What is asked:
1 – Decide whether each statement (a), (b), (c) agrees with the text on AppStream 2.0 Fleet Auto Scaling. Answer yes or no for each, and quote the words of the text that decide it. (a) A fleet that is not multi-session needs one instance for each user session. (b) Elastic fleets need auto scaling rules to manage their number of streaming instances. (c) AppStream 2.0 scaling is provided by Amazon CloudWatch.
2 – Write the next part of the text on AppStream 2.0 Fleet Auto Scaling, picking up after its final sentence.

Excerpted text:

[BEGIN]

Fleet Auto Scaling for Amazon AppStream 2.0 - Amazon AppStream 2.0

Fleet Auto Scaling for Amazon AppStream 2.0

Fleet Auto Scaling lets you change the size of your AppStream 2.0 Always-On or On-Demand fleet automatically to match the supply of available instances to user demand. The size of your fleet determines the number of users who can stream concurrently. For a multi-session fleet, more than one user can use a single instance. For a non multi-session fleet, one instance is required for each user session. You can specify your fleet capacity in terms of instances (for single-session fleets) and user sessions (for multi-session fleets). Based on your fleet configurations and auto scaling policies, the required number of instances will be made available. You can define scaling policies that adjust the size of your fleet automatically based on a variety of utilization metrics, and optimize the number of available instances to match user demand. You can also choose to turn off automatic scaling and make the fleet run at a fixed size.

Note

Elastic fleet capacity is automatically managed by AppStream 2.0 for you. You do not need to create auto scaling rules to manage the number of fleet streaming instances that are available for Elastic fleets.

Note

As you develop your plan for AppStream 2.0 fleet scaling, make sure that your network configuration meets your requirements.

Before you can use Fleet Auto Scaling, Application Auto Scaling needs permissions to access Amazon CloudWatch alarms and AppStream 2.0 fleets. For more information, see Using AWS Managed Policies and Linked Roles to Manage Administrator Access to AppStream 2.0 Resources and Using IAM Policies to Manage Administrator Access to Application Auto Scaling.

Note

When you use scaling, you work with the Application Auto Scaling API. For Fleet Auto Scaling to work correctly for AppStream 2.0, Application Auto Scaling requires permission to describe and update your AppStream 2.0 fleets and describe your Amazon CloudWatch alarms, and permissions to modify your fleet capacity on your behalf. For more information, see Roles Required for AppStream 2.0 , Application Auto Scaling, and AWS Certificate Manager Private CA and Using IAM Policies to Manage Administrator Access to Application Auto Scaling.

The following topics provide information to help you understand and use AppStream 2.0 Fleet Auto Scaling.

Scaling Concepts

AppStream 2.0 scaling is provided by Application Auto Scaling. For more information, see the Application Auto Scaling API Reference.

For step-by-step guidance for working with AppStream 2.0 Fleet Auto Scaling, see Scaling Your Desktop Application Streams with Amazon AppStream 2.0 in the AWS Compute Blog.

To use Fleet Auto Scaling effectively, you must understand the following terms and concepts.

Multi-session vs. Single-session

In a single-session scenario, each user session has its own dedicated instance. In a multi-session mode, more than one user session can be provisioned on an instance. Fleet capacity and auto scaling policies must be configured in terms of user sessions, and the service will calculate and launch the required number of instances.

[END]

Given data:
[BEGIN]

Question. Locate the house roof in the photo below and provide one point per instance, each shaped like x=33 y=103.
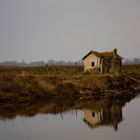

[END]

Results in order:
1 –
(a) Yes: "For a non multi-session fleet, one instance is required for each user session."
(b) No: "You do not need to create auto scaling rules to manage the number of fleet streaming instances that are available for Elastic fleets."
(c) No: "AppStream 2.0 scaling is provided by Application Auto Scaling."

2 –
Minimum Capacity/Minimum User Sessions for fleet

The minimum number of instances (for single session fleets) or user sessions (for multi-session fleets). The number of instances (for single session fleets) or user sessions (for multi-session fleets) can't be below this value, and scaling policies will not scale your fleet below this value. For example, in a single-session scenario, if you set the minimum capacity for a fleet to 2, your fleet will never have less than 2 instances. Similarly, in a multi-session scenario, with the maximum number of sessions on an instance set to 5, if you set the minimum capacity for a fleet to 12, your fleet will never have less than roundup (12/5) = 3 instances.

Maximum Capacity/Maximum User Sessions for fleet

The maximum number of instances (for single session fleets) or user sessions (for multi-session fleets). The number of instances (for single session fleets) or user sessions (for multi-session fleets) can't be above this value, and scaling policies will not scale your fleet above this value. For example, in a single-session scenario, if you set the maximum capacity for a fleet to 10, your fleet will never have more than 10 instances. Similarly, in a multi-session scenario, with maximum number of sessions on an instance set to 5, if you set the maximum capacity for a fleet to 52, your fleet will never have more than roundup (52/5) = 11 instances.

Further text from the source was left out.